BEGIN

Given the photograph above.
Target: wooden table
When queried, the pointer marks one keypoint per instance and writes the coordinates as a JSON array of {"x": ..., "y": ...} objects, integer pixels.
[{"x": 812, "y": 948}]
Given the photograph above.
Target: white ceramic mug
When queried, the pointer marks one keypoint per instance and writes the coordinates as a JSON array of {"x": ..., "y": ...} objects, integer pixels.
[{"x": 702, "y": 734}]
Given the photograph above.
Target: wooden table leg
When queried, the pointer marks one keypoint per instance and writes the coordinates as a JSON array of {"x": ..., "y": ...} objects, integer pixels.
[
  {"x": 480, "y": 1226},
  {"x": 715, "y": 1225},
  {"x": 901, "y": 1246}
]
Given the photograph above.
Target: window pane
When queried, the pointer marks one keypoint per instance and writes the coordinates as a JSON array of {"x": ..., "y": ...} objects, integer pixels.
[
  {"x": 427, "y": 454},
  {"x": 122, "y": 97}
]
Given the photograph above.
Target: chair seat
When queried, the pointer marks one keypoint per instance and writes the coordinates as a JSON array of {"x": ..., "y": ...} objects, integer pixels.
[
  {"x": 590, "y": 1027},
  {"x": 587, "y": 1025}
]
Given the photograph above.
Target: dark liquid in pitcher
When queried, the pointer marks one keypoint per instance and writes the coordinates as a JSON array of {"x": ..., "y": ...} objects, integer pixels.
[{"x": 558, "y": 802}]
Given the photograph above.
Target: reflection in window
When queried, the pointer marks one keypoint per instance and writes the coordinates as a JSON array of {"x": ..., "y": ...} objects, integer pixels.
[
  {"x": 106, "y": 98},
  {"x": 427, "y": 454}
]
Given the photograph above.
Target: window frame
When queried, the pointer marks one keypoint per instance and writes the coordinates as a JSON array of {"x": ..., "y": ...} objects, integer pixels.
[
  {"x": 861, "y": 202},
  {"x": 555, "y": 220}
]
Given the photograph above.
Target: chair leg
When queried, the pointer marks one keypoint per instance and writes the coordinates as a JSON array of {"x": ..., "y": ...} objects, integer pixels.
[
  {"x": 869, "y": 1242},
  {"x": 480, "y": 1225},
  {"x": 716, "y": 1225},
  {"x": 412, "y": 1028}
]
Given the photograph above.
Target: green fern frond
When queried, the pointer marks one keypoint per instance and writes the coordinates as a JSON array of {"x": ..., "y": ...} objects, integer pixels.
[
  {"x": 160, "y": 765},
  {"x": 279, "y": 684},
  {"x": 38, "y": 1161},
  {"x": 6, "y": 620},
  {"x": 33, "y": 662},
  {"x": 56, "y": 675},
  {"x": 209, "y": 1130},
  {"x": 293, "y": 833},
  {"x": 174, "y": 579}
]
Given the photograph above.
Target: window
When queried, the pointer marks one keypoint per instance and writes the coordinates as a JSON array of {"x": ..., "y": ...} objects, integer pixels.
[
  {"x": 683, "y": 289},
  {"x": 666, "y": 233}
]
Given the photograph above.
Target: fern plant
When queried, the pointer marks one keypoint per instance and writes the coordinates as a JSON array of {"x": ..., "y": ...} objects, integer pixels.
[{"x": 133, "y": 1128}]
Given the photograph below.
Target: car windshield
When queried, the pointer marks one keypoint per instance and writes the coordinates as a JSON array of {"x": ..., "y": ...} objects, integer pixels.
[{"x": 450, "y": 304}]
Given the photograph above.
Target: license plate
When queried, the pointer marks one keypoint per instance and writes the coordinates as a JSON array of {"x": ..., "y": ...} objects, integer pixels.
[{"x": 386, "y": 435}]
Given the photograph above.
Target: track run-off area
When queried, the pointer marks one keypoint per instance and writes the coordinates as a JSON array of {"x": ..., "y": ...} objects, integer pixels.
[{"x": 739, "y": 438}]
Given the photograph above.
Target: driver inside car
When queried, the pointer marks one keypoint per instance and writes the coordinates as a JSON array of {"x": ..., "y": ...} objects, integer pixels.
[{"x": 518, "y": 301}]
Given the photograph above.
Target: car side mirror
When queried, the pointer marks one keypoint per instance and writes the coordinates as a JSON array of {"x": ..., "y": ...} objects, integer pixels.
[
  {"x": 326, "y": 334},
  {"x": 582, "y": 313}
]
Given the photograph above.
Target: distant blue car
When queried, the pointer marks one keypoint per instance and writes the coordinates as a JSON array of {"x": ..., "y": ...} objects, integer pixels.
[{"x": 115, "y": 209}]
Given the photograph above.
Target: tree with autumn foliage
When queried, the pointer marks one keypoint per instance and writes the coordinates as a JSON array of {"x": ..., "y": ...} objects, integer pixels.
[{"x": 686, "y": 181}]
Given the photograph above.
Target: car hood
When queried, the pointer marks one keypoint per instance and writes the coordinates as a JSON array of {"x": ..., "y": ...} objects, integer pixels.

END

Transcribe all entries exactly as they are given.

Given the photograph above.
Target: wooden table
When queried, the pointer marks one keypoint per instance and writes the coordinates as a JSON array of {"x": ..., "y": ...} objects, integer pixels.
[{"x": 812, "y": 948}]
Given the photograph above.
Target: white ceramic mug
When queried, the pointer marks one keypoint per instance and writes the coordinates as a JSON array of {"x": ..., "y": ...} objects, integer pixels.
[{"x": 702, "y": 734}]
Given the photograph above.
Target: wooden table leg
When queried, the pointer marks one keypoint per instance and writes the coordinates as a JSON array of {"x": ..., "y": ...} objects, integer pixels.
[
  {"x": 480, "y": 1226},
  {"x": 715, "y": 1225},
  {"x": 901, "y": 1246}
]
Given the photograph above.
Target: window pane
When queried, the pointer marks one keypoint per instance and writes the coordinates as a JSON array of {"x": ..., "y": ...} objects, integer pixels.
[
  {"x": 427, "y": 454},
  {"x": 122, "y": 97}
]
Given the photograph above.
Target: chair seat
When queried, the pointer marks one keypoint per instance and writes the coordinates as a JSON array of {"x": ..., "y": ...} objects, integer pixels.
[
  {"x": 590, "y": 1027},
  {"x": 587, "y": 1025}
]
Given the photograph above.
Target: dark liquid in pitcher
When queried, the pointer marks one keypoint per instance and writes the coordinates as a JSON array of {"x": ..., "y": ...} objects, integer pixels.
[{"x": 558, "y": 802}]
Given the photograph above.
Target: reflection in window
When queried, the pointer marks one keypoint per instance and writes the coordinates as a JSON array of {"x": ..., "y": ...} objects, integer pixels.
[
  {"x": 106, "y": 98},
  {"x": 427, "y": 454}
]
Given the photograph above.
Target: window frame
When queried, the pointer marks one keypoint per instance and writes the coordinates as a JSON array of {"x": ..., "y": ...} objects, integer pixels.
[
  {"x": 861, "y": 202},
  {"x": 555, "y": 220}
]
Given the photograph above.
Target: chair leg
When queried, the pointer marks one keypoint per instance and writes the coordinates as a JSON array of {"x": ..., "y": ...} objects, integer pixels.
[
  {"x": 869, "y": 1242},
  {"x": 480, "y": 1225},
  {"x": 716, "y": 1225},
  {"x": 412, "y": 1028}
]
Given the photograph above.
Target: green fern frond
When queried, the pointer marks one keypoint per instance and writes the coordinates as a JSON array of {"x": ..., "y": ...} objects, integer pixels.
[
  {"x": 160, "y": 765},
  {"x": 279, "y": 684},
  {"x": 38, "y": 1161},
  {"x": 6, "y": 620},
  {"x": 33, "y": 662},
  {"x": 56, "y": 675},
  {"x": 209, "y": 1130},
  {"x": 293, "y": 833},
  {"x": 174, "y": 579}
]
Given the photograph above.
Target: window
When queried, the pointer marks one keypoint per instance and writes the coordinates as a JSON array of {"x": ..., "y": ...} objects, integer pixels.
[
  {"x": 683, "y": 289},
  {"x": 666, "y": 233}
]
Given the photograph above.
Target: fern plant
When queried, the pointer marks one keypoint per instance and writes the coordinates as a JSON array of {"x": ..., "y": ...} objects, integer pixels.
[{"x": 133, "y": 1128}]
Given the photograph below.
Target: car windshield
When queried, the pointer marks one keypoint per instance and writes the coordinates as a JSON array of {"x": ..., "y": ...} objects, integer pixels.
[{"x": 450, "y": 304}]
Given the photograph above.
Target: license plate
When queried, the pointer marks one keypoint per instance and writes the coordinates as a JSON array of {"x": ..., "y": ...} objects, integer pixels.
[{"x": 386, "y": 435}]
Given the photograph above.
Target: track run-off area
When queried, the pointer marks one keypoint per instance and writes the coordinates as a JSON array of {"x": ..., "y": ...} objects, integer pixels.
[{"x": 739, "y": 438}]
Given the photograph above.
Target: driver inside car
When queried, the pointer marks one keypoint per instance and writes the coordinates as a JSON array of {"x": ..., "y": ...} objects, integer pixels.
[{"x": 518, "y": 301}]
Given the photograph above.
Target: car side mirror
When queried, the pointer marks one keypoint per instance and writes the coordinates as a JSON array of {"x": ..., "y": ...} objects, integer pixels.
[
  {"x": 326, "y": 334},
  {"x": 582, "y": 313}
]
Given the photograph above.
Target: distant blue car
When queried, the pointer marks one keypoint per instance and writes the coordinates as a JSON array of {"x": ..., "y": ...} objects, integer pixels.
[{"x": 115, "y": 209}]
Given the photograph above.
Target: tree with autumn foliage
When queried, the pointer marks one keypoint per instance and writes the coordinates as a JSON array of {"x": ..., "y": ...} objects, integer pixels.
[{"x": 686, "y": 181}]
Given the photograph above.
Target: car hood
When queried, the pointer marks one keypoint per instance and writes the coordinates as a JSON array of {"x": ..., "y": ...} objects, integer pixels.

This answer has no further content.